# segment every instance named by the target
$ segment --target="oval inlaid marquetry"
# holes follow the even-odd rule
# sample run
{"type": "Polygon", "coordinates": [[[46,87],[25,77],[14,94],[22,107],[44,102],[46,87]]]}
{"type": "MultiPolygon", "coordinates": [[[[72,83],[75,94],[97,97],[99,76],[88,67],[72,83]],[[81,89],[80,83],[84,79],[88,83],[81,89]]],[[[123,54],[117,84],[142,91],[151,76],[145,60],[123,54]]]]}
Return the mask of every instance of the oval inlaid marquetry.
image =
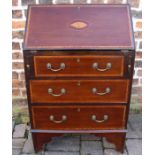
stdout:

^^^^^^^^

Requirements: Rewrite the listing with every occurrence of "marquetry" changed to "parquetry" and everything else left as it is. Omit the picture from your answer.

Correct response:
# segment every instance named by the target
$ segment --target="oval inlaid parquetry"
# holes follow the even-odd rule
# sample run
{"type": "Polygon", "coordinates": [[[46,87],[25,77],[14,94],[22,107],[44,102],[46,87]]]}
{"type": "MultiPolygon", "coordinates": [[[[72,83],[75,94],[97,97],[99,76],[88,67],[72,83]],[[81,89],[80,83],[84,79],[88,83],[81,89]]],[[[123,54],[117,84],[142,91],[151,76],[145,60],[123,54]]]]}
Return the mask of every instance of the oval inlaid parquetry.
image =
stdout:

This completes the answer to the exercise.